* [The exercise]:
In the listing below, count the lines that contain the string "blue", treating uppercase and lowercase as different. Reply with only that number.

Coordinate annotation entries
****

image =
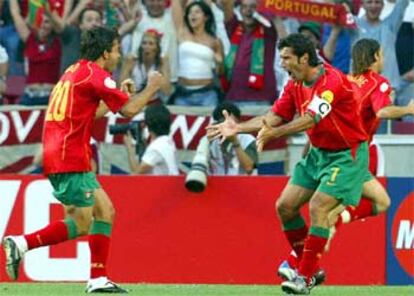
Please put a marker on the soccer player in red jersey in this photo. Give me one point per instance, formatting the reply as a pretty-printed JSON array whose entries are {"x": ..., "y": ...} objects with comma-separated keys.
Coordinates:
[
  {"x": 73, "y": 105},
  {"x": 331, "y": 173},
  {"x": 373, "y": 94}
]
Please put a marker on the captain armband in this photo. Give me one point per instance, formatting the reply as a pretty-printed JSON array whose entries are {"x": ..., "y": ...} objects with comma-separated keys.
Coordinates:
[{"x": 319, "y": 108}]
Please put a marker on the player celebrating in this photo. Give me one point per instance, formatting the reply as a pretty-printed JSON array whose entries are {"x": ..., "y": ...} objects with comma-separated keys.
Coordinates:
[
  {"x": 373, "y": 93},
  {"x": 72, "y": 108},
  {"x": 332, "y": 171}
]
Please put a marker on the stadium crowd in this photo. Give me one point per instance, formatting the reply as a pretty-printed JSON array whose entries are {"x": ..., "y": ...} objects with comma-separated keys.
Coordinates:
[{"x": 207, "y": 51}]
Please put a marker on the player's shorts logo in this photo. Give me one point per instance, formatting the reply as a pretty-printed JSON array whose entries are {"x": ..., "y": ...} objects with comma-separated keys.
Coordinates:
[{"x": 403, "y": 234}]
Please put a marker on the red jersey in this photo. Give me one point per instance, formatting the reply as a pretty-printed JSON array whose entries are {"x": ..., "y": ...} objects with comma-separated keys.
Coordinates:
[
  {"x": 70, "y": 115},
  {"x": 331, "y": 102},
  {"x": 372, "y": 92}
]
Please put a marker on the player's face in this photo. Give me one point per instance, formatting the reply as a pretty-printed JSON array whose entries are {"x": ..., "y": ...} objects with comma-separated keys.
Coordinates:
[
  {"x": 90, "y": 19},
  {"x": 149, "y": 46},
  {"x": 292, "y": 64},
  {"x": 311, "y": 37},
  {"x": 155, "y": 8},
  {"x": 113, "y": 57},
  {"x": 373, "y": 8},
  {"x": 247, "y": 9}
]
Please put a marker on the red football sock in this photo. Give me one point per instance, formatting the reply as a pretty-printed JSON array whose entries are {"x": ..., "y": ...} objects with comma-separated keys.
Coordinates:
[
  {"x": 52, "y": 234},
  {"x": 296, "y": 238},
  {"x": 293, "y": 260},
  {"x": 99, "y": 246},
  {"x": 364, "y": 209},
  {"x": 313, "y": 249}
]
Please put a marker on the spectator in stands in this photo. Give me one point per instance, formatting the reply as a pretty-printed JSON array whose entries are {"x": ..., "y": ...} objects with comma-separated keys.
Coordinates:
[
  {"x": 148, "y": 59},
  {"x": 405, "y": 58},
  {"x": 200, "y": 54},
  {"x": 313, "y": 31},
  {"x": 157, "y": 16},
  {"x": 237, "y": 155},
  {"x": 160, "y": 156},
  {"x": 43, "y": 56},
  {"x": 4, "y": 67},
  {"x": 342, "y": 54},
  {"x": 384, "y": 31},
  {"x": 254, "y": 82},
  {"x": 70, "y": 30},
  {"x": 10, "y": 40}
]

****

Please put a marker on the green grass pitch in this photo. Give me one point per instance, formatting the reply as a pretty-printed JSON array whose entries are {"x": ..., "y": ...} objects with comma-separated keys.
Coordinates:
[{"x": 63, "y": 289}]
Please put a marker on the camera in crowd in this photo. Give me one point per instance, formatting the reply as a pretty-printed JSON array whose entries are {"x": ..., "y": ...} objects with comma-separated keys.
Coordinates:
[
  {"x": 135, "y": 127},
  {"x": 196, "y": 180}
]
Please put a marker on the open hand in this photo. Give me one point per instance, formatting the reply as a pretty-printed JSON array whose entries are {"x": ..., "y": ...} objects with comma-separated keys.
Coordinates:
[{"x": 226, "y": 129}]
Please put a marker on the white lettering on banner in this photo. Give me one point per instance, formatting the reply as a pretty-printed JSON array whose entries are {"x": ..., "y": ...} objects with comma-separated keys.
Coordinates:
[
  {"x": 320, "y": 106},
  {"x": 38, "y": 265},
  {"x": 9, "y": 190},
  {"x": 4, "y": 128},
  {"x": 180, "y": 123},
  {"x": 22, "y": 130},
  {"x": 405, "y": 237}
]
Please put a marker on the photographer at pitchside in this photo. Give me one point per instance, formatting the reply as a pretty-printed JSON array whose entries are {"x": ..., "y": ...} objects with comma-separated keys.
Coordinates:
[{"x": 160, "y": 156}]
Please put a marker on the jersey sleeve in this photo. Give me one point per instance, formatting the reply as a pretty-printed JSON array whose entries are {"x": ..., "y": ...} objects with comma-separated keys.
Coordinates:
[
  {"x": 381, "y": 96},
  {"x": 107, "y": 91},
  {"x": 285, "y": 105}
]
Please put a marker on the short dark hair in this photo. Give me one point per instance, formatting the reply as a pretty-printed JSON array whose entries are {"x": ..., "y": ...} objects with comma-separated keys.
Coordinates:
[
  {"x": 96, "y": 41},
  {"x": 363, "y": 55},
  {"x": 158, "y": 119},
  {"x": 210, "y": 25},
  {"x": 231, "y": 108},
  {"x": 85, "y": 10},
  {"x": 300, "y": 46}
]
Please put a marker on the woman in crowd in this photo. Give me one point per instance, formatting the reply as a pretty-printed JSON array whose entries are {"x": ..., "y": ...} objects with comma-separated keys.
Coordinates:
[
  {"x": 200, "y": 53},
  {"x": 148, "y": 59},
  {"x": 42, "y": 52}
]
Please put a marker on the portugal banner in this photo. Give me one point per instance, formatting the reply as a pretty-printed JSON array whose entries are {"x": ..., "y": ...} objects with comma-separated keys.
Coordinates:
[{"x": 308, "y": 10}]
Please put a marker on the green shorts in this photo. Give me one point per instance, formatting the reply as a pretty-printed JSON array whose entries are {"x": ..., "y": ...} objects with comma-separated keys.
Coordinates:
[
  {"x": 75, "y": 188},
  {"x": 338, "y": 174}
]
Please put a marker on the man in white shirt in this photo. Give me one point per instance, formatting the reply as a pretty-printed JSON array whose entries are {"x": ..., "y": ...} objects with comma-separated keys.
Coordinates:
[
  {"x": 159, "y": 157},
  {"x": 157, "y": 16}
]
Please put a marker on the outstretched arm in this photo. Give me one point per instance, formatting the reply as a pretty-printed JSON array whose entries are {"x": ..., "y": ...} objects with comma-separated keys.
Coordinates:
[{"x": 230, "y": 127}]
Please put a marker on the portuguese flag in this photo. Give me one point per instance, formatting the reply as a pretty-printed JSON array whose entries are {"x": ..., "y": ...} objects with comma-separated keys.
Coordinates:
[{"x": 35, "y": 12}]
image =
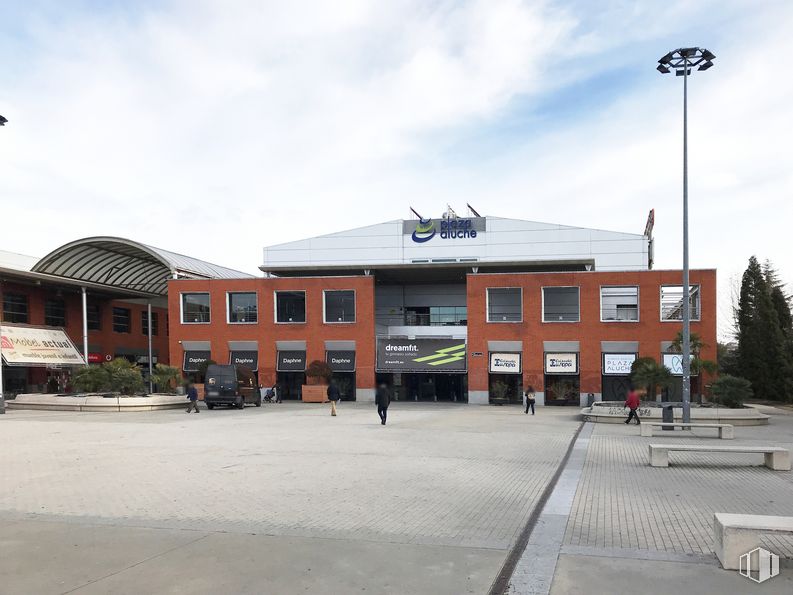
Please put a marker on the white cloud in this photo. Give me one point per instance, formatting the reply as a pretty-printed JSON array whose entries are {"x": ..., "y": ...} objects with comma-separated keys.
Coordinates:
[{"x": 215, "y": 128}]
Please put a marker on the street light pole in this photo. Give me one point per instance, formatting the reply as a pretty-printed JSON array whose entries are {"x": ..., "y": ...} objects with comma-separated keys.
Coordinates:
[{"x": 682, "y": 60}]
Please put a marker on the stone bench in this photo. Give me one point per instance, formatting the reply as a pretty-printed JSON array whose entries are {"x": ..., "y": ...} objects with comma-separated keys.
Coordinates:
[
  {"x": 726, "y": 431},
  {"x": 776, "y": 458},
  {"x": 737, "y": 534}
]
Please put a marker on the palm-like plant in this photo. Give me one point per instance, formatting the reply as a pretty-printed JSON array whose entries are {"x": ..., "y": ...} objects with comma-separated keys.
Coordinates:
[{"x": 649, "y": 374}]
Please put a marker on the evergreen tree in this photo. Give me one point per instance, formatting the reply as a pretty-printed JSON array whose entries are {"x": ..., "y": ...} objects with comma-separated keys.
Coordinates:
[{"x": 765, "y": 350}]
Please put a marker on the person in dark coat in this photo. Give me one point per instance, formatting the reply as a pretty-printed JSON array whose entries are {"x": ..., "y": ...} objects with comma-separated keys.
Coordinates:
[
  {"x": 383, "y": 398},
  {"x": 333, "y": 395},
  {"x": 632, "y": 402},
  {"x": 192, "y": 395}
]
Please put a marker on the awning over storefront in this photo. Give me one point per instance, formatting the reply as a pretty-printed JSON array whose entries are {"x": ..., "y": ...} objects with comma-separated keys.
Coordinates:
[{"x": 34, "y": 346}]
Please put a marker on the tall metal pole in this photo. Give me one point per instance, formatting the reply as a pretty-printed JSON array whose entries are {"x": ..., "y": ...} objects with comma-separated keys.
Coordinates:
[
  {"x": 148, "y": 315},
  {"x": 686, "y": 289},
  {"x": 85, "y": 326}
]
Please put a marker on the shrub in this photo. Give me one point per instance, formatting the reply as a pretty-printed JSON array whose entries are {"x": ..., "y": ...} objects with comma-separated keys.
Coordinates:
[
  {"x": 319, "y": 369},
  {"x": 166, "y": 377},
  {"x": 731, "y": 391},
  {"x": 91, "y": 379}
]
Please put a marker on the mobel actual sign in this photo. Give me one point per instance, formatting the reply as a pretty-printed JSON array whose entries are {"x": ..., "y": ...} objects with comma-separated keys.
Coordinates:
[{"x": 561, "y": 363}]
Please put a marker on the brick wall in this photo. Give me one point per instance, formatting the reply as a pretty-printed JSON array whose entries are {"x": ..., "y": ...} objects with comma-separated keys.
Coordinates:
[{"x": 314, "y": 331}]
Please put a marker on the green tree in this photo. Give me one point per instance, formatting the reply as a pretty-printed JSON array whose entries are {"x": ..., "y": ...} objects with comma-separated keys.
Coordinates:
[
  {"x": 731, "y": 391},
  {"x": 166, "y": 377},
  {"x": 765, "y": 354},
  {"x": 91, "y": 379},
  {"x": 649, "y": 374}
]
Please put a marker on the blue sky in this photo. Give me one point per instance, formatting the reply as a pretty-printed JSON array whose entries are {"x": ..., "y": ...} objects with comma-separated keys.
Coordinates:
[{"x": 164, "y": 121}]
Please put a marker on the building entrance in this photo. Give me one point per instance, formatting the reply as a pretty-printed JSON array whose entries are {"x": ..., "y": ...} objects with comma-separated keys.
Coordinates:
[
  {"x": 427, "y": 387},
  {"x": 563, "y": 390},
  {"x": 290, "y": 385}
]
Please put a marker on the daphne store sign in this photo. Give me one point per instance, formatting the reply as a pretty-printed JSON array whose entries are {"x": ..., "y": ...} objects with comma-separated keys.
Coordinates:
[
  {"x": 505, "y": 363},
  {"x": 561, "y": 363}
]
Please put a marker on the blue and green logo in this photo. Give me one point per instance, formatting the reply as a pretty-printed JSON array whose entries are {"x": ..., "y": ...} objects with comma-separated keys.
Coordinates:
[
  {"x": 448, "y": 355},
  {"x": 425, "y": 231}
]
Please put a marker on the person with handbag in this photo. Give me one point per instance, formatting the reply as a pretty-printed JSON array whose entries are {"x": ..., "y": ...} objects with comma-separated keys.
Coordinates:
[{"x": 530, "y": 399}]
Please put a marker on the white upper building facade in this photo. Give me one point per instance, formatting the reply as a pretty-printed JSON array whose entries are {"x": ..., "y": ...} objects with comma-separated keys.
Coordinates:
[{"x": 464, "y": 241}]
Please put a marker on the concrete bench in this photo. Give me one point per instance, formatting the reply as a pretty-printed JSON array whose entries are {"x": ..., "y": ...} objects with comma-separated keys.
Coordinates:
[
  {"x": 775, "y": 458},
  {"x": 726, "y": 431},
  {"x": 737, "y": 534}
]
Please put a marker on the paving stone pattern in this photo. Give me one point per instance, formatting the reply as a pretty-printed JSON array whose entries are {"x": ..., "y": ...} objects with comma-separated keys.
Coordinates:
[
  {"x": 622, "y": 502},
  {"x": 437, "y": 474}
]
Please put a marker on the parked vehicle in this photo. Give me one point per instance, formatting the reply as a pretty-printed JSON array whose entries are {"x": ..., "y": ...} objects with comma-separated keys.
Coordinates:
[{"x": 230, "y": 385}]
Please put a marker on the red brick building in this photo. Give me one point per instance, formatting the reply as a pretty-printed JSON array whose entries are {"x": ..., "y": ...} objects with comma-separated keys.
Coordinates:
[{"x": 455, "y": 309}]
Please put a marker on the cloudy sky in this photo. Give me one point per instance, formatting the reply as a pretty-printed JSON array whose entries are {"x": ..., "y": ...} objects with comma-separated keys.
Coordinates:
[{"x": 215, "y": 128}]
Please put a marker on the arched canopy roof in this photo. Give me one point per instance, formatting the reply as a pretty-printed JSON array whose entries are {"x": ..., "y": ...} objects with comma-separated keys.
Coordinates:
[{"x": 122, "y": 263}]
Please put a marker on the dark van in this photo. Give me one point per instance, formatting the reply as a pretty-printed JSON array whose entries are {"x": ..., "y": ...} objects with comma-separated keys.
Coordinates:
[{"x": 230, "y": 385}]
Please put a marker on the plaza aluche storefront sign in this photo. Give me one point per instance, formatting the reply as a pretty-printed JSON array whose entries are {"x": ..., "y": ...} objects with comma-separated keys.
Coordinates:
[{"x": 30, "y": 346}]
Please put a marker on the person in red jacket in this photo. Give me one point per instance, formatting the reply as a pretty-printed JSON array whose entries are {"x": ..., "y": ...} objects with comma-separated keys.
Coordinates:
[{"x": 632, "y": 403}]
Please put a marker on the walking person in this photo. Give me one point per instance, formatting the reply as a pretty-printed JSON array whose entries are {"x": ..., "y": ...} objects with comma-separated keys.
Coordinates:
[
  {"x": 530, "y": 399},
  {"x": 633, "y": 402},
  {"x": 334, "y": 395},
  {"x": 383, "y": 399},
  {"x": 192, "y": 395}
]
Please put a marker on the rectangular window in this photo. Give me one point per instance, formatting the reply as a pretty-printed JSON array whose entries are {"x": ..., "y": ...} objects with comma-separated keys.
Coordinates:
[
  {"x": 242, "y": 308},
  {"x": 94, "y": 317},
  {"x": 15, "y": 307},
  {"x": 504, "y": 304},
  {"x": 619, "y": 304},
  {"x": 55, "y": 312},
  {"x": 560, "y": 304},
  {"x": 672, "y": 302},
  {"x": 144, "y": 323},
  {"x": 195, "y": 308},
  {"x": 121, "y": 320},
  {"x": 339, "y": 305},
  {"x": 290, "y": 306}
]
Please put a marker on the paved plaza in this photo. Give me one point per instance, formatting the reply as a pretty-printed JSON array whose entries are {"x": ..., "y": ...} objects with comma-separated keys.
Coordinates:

****

* [Full solution]:
2